**TASK**
Please gather every line in the entries below that contains the word "flag". Case counts.

**SUPPLIED RECORDS**
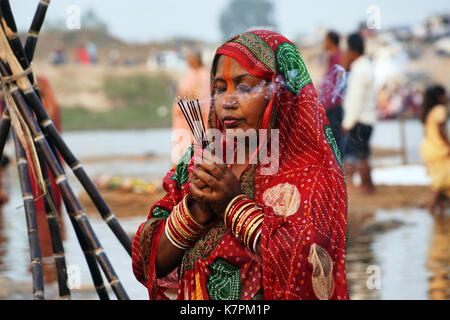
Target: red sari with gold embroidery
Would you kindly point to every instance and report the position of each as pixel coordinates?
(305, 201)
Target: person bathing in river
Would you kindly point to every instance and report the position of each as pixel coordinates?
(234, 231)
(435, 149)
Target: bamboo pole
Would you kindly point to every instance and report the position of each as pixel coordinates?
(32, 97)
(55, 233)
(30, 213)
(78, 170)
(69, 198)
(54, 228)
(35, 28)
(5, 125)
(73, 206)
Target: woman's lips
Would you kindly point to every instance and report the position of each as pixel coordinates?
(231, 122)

* * *

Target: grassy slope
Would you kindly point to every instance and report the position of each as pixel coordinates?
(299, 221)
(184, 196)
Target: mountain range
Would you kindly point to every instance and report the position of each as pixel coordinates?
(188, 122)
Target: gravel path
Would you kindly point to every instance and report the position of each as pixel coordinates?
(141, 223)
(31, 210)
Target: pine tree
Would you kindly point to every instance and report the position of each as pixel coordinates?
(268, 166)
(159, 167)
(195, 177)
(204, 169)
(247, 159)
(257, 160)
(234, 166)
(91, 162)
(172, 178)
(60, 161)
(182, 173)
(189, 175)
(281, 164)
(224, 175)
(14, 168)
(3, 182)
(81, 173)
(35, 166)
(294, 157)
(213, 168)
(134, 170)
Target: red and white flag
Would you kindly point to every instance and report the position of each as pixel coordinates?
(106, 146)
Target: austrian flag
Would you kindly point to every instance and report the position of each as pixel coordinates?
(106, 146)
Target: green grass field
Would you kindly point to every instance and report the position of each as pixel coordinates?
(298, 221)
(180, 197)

**SOLUTION TO THE EXERCISE**
Target: red and white flag
Target: austrian flag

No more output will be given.